**INSTRUKSI TUGAS**: Lanjutkan tulisan tentang ungkapan Zaman Edan mulai setelah baris syair terakhirnya.

Skip to main content

Zaman Edan (1)



Mendengar atau membaca ungkapan ‘Zaman Edan’,  ingatan kita langsung tertuju pada sosok Raden Ngabehi Ranggawarsita ( lidah orang Jawa biasanya mengucap Ronggowarsito ). Pujangga  Keraton Surakarta (1802-1873) ini terkenal dengan salah satu karyanya berjudul  Serat Kalatidha’ yang berarti ‘Zaman Keraguan’. 

Di dalam Serat Kalatidha yang terdiri dari 12 bait syair tersebut,  terdapat sebuah bait yang hingga sekarang masih relevan untuk dibicarakan. 








Bunyi syair tersebut adalah :

Amenangi Zaman Edan
Ewuh aya ing pambudi
Melu edan nora tahan
Yen tan melu anglakoni
Boya keduman melik
Kaliren wekasanipun
Ndilalah kersa Allah
Begja begjane wong kang lali
Luwih begja wong kang eling lan waspada.

(Cuplikan dataset tentang penunjukan objek)

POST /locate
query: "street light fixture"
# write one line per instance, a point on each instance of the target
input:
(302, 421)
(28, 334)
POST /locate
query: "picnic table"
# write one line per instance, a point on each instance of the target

--

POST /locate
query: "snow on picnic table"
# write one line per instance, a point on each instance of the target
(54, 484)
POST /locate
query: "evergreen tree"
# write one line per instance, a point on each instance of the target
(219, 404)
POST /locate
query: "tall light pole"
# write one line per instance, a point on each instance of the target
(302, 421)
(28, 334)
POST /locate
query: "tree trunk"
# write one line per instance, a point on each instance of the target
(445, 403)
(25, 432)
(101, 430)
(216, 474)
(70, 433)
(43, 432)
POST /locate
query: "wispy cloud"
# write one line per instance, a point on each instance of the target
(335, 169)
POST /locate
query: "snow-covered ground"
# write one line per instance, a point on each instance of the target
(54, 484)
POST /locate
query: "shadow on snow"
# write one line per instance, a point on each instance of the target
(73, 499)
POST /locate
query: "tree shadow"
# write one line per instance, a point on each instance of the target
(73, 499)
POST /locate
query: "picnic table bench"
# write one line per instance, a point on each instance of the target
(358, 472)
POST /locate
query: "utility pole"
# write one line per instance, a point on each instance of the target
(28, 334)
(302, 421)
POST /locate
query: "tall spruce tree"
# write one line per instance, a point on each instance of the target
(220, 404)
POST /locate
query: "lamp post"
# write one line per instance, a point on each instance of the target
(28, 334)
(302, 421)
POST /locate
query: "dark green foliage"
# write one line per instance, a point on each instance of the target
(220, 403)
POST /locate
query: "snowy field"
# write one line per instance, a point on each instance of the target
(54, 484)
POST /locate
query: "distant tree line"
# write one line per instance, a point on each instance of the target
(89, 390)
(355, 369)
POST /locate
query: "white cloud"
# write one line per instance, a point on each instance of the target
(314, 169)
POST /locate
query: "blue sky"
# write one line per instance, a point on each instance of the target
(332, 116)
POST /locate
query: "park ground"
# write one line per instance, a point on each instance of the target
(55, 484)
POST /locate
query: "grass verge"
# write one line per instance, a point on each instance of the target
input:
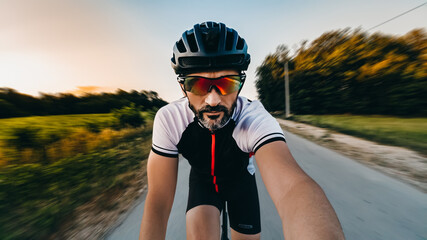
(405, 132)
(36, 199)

**SOAL TERJAWAB**:
Maknanya:
Menyaksikan Zaman Edan (Gila)
Serba susah dalam bertindak (serba ragu-ragu)
Ikut edan tidak akan tahan
Tapi kalau tidak ikut edan
Tidak akan mendapat bagian
Kelaparan pada akhirnya
Namun telah menjadi kehendak Alloh
Sebahagia-bahagianya orang yang lalai (lupa)
Akan lebih bahagia orang yang tetap ingat dan waspada.

Tulisan berikut akan mengungkap beberapa hal tentang latar belakang Ranggawarsita menulis Serat Kalatidha dan karya lainnya. Dan juga, siapa sebenarnya sosok Ranggawarsita tersebut?

Ranggawarsita Hanya Mengulang?
Dalam berbagai referensi, hampir semua penulis menyatakan bahwa Serat Kalatidha adalah karya Ranggawarsita. Tetapi dalam buku berjudul “ZAMAN EDAN RANGGAWARSITA Menaklukkan Hawa Nafsu Di Zaman Yang Tidak Menentu” karya Agus Wahyudi (2014), saya temukan kajian yang berbeda. Menurut Agus Wahyudi, ungkapan Kalatidha atau Zaman Keraguan tersebut sebenarnya sudah ada sebelum Ranggawarsita menulis Serat Kaltidha.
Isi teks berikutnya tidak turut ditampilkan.